Text passage =>

- - -

Lebogang James Motlhaping (born 23 November 1971) is a South African politician from the Northern Cape. He was the Member of the Executive Council for Transport, Safety and Liaison from 2018 to 2019, the MEC for Health from 2016 to 2018, and the MEC for Sports, Arts and Culture from 2014 to 2016. He was a Member of the Northern Cape Provincial Legislature from 2014 to 2019. Motlhaping is a member of the African National Congress.

Early life and education
Lebogang James Motlhaping was born on 23 November 1971 in Kuruman in the previous Cape Province. He attended high school in Loopeng in the Bophuthatswana bantustan. He then studied at the North-West University, where he obtained a community development certificate. He received a leadership certificate at the African Political Parties School. In 1996, he achieved a certificate in ethics management from PALAMA. Motlhaping is currently studying towards a degree in public administration from MANCOSA.

- - -

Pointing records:

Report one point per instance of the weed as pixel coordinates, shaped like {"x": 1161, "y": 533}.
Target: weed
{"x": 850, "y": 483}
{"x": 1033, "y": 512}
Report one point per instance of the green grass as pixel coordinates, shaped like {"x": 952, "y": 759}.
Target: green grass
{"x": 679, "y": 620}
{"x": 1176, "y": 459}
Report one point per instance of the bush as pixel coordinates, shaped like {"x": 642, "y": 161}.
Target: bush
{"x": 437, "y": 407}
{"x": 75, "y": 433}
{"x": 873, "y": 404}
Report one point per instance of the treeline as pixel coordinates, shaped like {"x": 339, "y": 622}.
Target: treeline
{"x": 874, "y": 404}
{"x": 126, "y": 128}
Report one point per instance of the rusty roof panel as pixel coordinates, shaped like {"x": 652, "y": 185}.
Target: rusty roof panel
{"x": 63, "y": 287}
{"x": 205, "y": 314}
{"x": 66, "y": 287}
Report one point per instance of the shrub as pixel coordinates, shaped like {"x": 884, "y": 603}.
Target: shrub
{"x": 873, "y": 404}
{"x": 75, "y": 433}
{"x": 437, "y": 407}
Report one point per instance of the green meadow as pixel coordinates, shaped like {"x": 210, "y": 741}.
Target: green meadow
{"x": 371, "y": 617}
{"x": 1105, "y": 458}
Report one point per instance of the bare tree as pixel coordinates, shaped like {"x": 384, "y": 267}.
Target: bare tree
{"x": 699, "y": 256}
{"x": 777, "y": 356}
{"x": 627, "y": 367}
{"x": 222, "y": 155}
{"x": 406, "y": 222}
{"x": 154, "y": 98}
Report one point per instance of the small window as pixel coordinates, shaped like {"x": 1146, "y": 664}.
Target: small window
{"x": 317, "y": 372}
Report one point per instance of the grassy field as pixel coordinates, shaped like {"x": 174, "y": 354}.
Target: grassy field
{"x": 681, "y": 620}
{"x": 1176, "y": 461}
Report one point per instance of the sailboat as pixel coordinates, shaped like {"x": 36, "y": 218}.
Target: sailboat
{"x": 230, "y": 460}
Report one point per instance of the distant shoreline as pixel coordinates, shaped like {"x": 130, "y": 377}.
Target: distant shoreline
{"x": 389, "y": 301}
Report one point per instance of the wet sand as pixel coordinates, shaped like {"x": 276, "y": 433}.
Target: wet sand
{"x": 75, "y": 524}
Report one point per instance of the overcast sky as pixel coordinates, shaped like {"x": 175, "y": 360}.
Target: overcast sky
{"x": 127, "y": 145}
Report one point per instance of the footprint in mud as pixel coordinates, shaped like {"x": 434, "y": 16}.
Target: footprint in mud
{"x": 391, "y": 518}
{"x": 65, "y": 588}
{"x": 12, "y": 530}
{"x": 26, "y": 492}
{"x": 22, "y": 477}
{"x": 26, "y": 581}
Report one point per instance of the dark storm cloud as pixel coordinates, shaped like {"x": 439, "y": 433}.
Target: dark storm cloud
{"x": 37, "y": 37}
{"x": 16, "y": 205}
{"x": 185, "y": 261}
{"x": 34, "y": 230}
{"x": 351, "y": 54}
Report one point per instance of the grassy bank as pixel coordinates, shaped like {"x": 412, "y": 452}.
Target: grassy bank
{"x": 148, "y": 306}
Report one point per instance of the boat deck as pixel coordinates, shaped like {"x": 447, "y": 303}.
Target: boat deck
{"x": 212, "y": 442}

- - -

Directions => From the Motlhaping biography, return the span starting with "Early life and" and going on through "administration from MANCOSA.", copied word for word.

Worked solution =>
Early life and education
Lebogang James Motlhaping was born on 23 November 1971 in Kuruman in the previous Cape Province. He attended high school in Loopeng in the Bophuthatswana bantustan. He then studied at the North-West University, where he obtained a community development certificate. He received a leadership certificate at the African Political Parties School. In 1996, he achieved a certificate in ethics management from PALAMA. Motlhaping is currently studying towards a degree in public administration from MANCOSA.